* [What you are asked to do]
Reproduce verbatim the lines of the material below, starting at the line with "Query: blue sky" and ending at the line with "Query: silver car", both inclusive; skip the rest.

* [Dataset excerpts]
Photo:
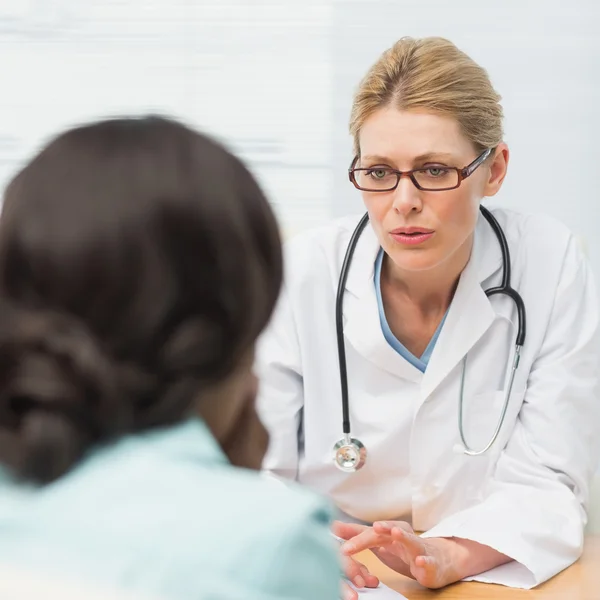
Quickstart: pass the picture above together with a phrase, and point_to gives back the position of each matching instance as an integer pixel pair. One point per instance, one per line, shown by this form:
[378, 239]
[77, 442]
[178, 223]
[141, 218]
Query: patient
--
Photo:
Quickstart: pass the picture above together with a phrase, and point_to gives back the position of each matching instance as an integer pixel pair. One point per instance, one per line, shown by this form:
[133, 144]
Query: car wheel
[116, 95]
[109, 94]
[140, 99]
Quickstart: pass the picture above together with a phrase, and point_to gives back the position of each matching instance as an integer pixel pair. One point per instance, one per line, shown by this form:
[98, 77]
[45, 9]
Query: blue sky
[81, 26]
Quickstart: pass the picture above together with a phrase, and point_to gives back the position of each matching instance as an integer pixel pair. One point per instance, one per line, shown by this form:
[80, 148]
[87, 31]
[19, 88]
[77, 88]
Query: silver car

* [Exercise output]
Query: blue sky
[81, 26]
Quickstart: pass the picture above together with a phrase, and point_to gives back the position of each matching instance as an integer pixel pair. One point per instance, one per line, shown by this form:
[80, 148]
[87, 31]
[19, 88]
[77, 88]
Query: silver car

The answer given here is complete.